** START Records shown **
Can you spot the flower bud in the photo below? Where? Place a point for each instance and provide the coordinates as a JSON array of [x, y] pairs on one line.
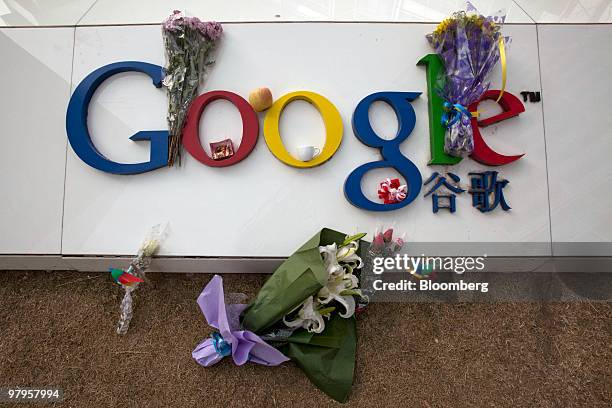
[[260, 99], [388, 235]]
** END Records shown **
** START Records shown **
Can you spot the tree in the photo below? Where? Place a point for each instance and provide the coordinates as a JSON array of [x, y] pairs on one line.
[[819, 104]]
** END Records shown **
** START Records shown **
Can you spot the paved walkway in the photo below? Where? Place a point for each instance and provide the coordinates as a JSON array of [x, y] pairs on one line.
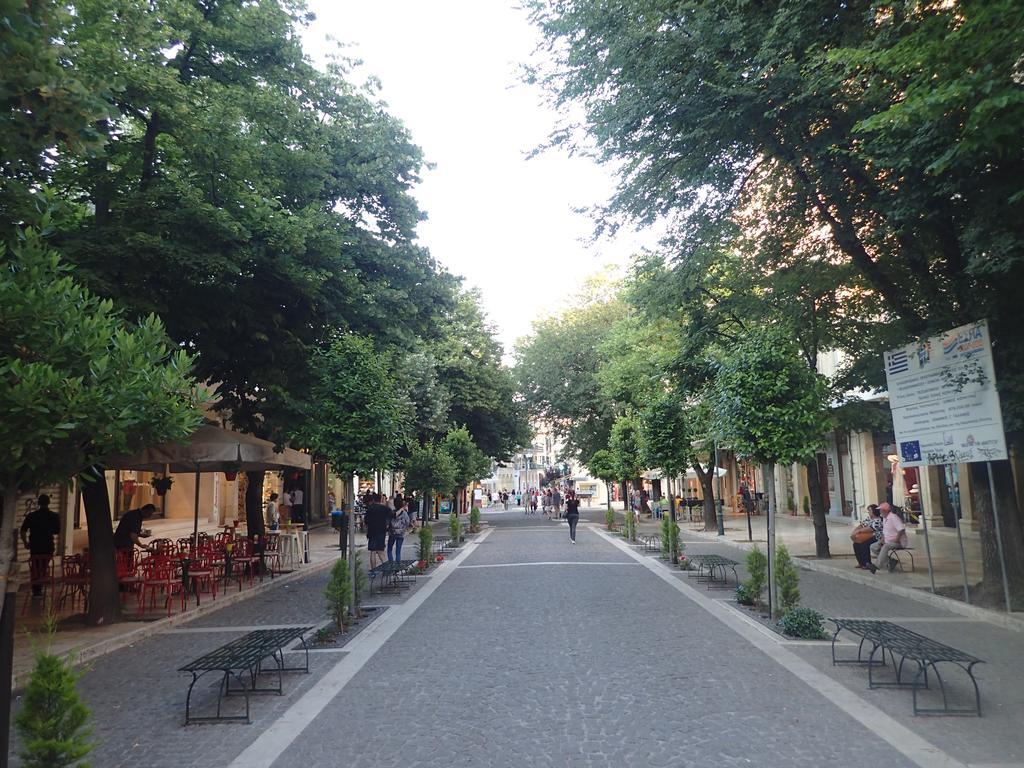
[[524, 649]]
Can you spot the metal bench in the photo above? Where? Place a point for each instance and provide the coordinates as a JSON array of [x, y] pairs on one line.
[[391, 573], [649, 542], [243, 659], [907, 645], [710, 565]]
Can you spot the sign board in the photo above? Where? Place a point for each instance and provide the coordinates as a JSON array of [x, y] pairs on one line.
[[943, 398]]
** END Records shown **
### Written task
Can you output the data from the line with "Can you spot the sign" to the line with "[[943, 398]]" as a Markdown table with columns Number and Data line, one row per line and blank lines left out?

### Output of the exercise
| Number | Data line |
|---|---|
| 1 | Can you spot the sign board in the photo above? Where? Place a point for each instance and provide the coordinates as a JSON array of [x, y] pairs on one line. |
| 2 | [[943, 398]] |